_Brief_
Output an exact reproduction of the data.

━━━━━━━━━━━━━━━━

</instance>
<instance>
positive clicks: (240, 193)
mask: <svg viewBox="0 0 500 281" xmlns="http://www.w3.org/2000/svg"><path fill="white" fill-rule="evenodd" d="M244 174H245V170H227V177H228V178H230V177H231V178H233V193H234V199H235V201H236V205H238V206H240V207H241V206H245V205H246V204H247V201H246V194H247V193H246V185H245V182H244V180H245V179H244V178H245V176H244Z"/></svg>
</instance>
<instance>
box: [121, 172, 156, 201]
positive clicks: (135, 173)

━━━━━━━━━━━━━━━━

_Task result_
</instance>
<instance>
positive clicks: (240, 193)
mask: <svg viewBox="0 0 500 281" xmlns="http://www.w3.org/2000/svg"><path fill="white" fill-rule="evenodd" d="M244 174H245V170H227V177H228V178H230V177H231V178H233V193H234V199H235V201H236V205H238V206H240V207H241V206H245V205H246V204H247V201H246V194H247V193H246V185H245V182H244V180H245V179H244V178H245V176H244Z"/></svg>
</instance>
<instance>
box: [121, 172, 156, 201]
positive clicks: (135, 173)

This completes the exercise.